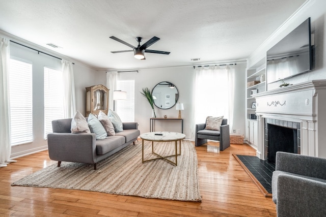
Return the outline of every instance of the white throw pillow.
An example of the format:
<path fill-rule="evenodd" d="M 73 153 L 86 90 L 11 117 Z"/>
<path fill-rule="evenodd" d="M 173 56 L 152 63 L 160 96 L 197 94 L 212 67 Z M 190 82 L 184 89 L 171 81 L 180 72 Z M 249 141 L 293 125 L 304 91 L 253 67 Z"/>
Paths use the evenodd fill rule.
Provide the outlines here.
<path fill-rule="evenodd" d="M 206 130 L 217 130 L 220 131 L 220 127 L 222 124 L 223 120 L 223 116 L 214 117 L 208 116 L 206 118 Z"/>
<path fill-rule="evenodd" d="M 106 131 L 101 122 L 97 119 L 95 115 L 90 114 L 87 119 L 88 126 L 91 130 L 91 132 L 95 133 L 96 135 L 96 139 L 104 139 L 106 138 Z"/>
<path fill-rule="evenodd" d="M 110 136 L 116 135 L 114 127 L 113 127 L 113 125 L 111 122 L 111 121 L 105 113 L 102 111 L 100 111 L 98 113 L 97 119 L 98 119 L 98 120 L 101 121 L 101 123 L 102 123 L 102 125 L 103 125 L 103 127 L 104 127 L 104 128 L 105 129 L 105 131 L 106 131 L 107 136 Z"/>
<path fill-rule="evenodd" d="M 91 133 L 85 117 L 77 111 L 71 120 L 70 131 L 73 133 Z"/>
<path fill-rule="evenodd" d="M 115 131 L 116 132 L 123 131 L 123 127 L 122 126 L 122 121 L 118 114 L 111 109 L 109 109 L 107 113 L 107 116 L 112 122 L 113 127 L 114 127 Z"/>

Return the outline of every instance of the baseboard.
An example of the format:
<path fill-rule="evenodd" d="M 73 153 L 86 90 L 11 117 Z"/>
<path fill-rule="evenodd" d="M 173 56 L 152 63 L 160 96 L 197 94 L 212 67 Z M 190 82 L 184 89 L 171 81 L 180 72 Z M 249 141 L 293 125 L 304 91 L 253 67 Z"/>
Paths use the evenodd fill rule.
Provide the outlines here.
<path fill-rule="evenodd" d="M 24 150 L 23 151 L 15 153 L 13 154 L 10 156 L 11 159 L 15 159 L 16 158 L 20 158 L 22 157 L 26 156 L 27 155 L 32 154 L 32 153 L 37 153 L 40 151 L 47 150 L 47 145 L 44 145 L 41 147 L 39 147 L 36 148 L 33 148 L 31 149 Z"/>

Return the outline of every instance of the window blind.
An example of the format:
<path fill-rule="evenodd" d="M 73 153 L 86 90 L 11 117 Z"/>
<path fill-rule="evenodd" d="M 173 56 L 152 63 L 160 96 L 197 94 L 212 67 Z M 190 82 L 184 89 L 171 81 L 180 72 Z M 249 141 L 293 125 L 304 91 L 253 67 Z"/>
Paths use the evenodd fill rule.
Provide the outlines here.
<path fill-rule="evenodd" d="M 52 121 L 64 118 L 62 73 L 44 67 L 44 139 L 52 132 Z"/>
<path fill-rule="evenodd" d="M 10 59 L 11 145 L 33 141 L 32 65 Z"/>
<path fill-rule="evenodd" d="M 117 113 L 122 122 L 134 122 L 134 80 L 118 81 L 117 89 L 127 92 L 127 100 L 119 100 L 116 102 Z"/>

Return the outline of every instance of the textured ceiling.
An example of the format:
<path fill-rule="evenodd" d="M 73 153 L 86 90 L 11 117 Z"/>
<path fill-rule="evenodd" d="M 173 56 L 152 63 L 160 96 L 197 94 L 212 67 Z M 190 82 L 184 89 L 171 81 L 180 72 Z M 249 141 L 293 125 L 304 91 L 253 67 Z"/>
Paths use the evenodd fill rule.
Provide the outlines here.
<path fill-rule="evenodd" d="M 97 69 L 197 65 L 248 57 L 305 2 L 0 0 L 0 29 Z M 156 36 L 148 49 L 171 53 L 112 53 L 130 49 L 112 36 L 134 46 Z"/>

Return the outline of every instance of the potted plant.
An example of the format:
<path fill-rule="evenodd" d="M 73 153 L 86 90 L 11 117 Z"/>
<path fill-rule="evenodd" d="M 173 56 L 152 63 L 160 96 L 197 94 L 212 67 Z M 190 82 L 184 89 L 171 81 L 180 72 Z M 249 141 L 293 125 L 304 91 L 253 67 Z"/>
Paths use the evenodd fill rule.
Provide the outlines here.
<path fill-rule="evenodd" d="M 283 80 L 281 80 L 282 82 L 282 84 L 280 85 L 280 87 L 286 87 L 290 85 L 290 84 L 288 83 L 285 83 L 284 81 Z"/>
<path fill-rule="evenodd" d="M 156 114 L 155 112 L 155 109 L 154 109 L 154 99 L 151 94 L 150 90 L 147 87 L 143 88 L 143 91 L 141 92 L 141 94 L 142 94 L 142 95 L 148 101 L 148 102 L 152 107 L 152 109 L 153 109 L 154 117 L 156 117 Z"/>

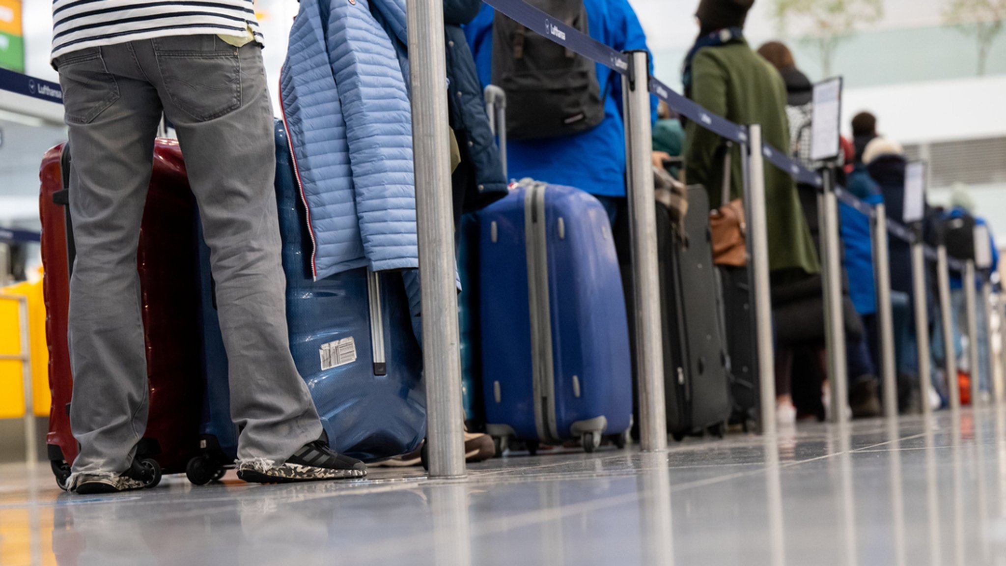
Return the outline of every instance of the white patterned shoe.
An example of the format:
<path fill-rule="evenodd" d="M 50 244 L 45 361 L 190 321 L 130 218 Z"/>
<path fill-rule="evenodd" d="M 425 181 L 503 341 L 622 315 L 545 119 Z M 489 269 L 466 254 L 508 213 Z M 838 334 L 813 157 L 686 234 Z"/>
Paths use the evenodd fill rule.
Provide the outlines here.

EXERCISE AIM: Exclude the pictures and transcribe all of the entries exactly.

ANSWER BELOW:
Return the outline of every instance of the white throw pillow.
An example of the format:
<path fill-rule="evenodd" d="M 73 153 L 86 90 L 11 117 Z"/>
<path fill-rule="evenodd" d="M 173 56 L 152 63 L 160 96 L 197 94 L 212 67 Z M 190 82 L 184 89 L 171 81 L 180 72 Z M 249 141 L 293 125 L 304 91 L 253 67 Z"/>
Paths use the evenodd fill rule.
Provide the outlines here.
<path fill-rule="evenodd" d="M 206 130 L 217 130 L 220 131 L 220 127 L 222 124 L 223 120 L 223 116 L 214 117 L 208 116 L 206 118 Z"/>
<path fill-rule="evenodd" d="M 106 131 L 101 122 L 97 119 L 95 115 L 90 114 L 87 119 L 88 126 L 91 130 L 91 132 L 95 133 L 96 135 L 96 139 L 104 139 L 106 138 Z"/>
<path fill-rule="evenodd" d="M 110 136 L 116 135 L 114 127 L 113 127 L 113 125 L 111 122 L 111 121 L 105 113 L 102 111 L 100 111 L 98 113 L 97 119 L 98 119 L 98 120 L 101 121 L 101 123 L 102 123 L 102 125 L 103 125 L 103 127 L 104 127 L 104 128 L 105 129 L 105 131 L 106 131 L 107 136 Z"/>
<path fill-rule="evenodd" d="M 91 133 L 85 117 L 77 111 L 71 120 L 70 131 L 73 133 Z"/>
<path fill-rule="evenodd" d="M 115 131 L 116 132 L 123 131 L 123 127 L 122 126 L 122 121 L 118 114 L 111 109 L 109 109 L 107 113 L 107 116 L 112 122 L 113 127 L 114 127 Z"/>

Return the outline of every instance of the baseboard.
An example of the format:
<path fill-rule="evenodd" d="M 73 153 L 86 90 L 11 117 Z"/>
<path fill-rule="evenodd" d="M 173 56 L 152 63 L 160 96 L 197 94 L 212 67 Z M 190 82 L 184 89 L 171 81 L 180 72 Z M 249 141 L 293 125 L 304 91 L 253 67 Z"/>
Paths use the evenodd fill rule.
Provide the outlines here.
<path fill-rule="evenodd" d="M 24 150 L 23 151 L 15 153 L 13 154 L 10 156 L 11 159 L 15 159 L 16 158 L 20 158 L 22 157 L 26 156 L 27 155 L 32 154 L 32 153 L 37 153 L 40 151 L 47 150 L 47 145 L 44 145 L 41 147 L 39 147 L 36 148 L 33 148 L 31 149 Z"/>

Return the outline of every instance of the window blind.
An example of the format:
<path fill-rule="evenodd" d="M 73 153 L 86 90 L 11 117 Z"/>
<path fill-rule="evenodd" d="M 173 56 L 152 63 L 160 96 L 197 94 L 212 67 Z M 190 82 L 184 89 L 171 81 L 180 72 Z M 249 141 L 293 125 L 304 91 L 253 67 Z"/>
Paths use the evenodd fill rule.
Provide the outlines here.
<path fill-rule="evenodd" d="M 52 121 L 64 118 L 62 73 L 44 67 L 44 139 L 52 132 Z"/>
<path fill-rule="evenodd" d="M 10 59 L 11 145 L 33 141 L 32 65 Z"/>
<path fill-rule="evenodd" d="M 117 113 L 122 122 L 134 122 L 134 80 L 118 81 L 117 89 L 127 92 L 127 100 L 119 100 L 116 102 Z"/>

Return the outline of every instance of the textured ceiling.
An example of the format:
<path fill-rule="evenodd" d="M 73 153 L 86 90 L 11 117 Z"/>
<path fill-rule="evenodd" d="M 173 56 L 152 63 L 160 96 L 197 94 L 212 67 Z M 190 82 L 184 89 L 171 81 L 180 72 Z M 249 141 L 293 125 L 304 91 L 253 67 Z"/>
Paths use the evenodd fill rule.
Provide the outlines here.
<path fill-rule="evenodd" d="M 97 69 L 197 65 L 248 57 L 305 2 L 0 0 L 0 29 Z M 156 36 L 148 49 L 171 53 L 112 53 L 130 49 L 112 36 L 134 46 Z"/>

Return the outline of every instance of the potted plant.
An example of the format:
<path fill-rule="evenodd" d="M 73 153 L 86 90 L 11 117 Z"/>
<path fill-rule="evenodd" d="M 173 56 L 152 63 L 160 96 L 197 94 L 212 67 Z M 190 82 L 184 89 L 171 81 L 180 72 Z M 249 141 L 293 125 L 304 91 L 253 67 Z"/>
Paths use the evenodd fill rule.
Provide the outlines here.
<path fill-rule="evenodd" d="M 283 80 L 281 80 L 282 82 L 282 84 L 280 85 L 280 87 L 286 87 L 290 85 L 290 84 L 288 83 L 285 83 L 284 81 Z"/>
<path fill-rule="evenodd" d="M 156 114 L 155 112 L 155 109 L 154 109 L 154 99 L 151 94 L 150 90 L 147 87 L 143 88 L 143 91 L 141 92 L 141 94 L 142 94 L 142 95 L 148 101 L 148 102 L 152 107 L 152 109 L 153 109 L 154 117 L 156 117 Z"/>

Return the outline of every instance of the white patterned shoe.
An example of the format:
<path fill-rule="evenodd" d="M 50 244 L 45 361 L 190 321 L 130 218 Z"/>
<path fill-rule="evenodd" d="M 425 181 L 503 341 L 622 315 L 545 119 Z M 489 269 L 466 254 L 508 213 Z M 838 334 L 813 157 L 686 234 Z"/>
Paths use the evenodd fill rule.
Provide the outlines here.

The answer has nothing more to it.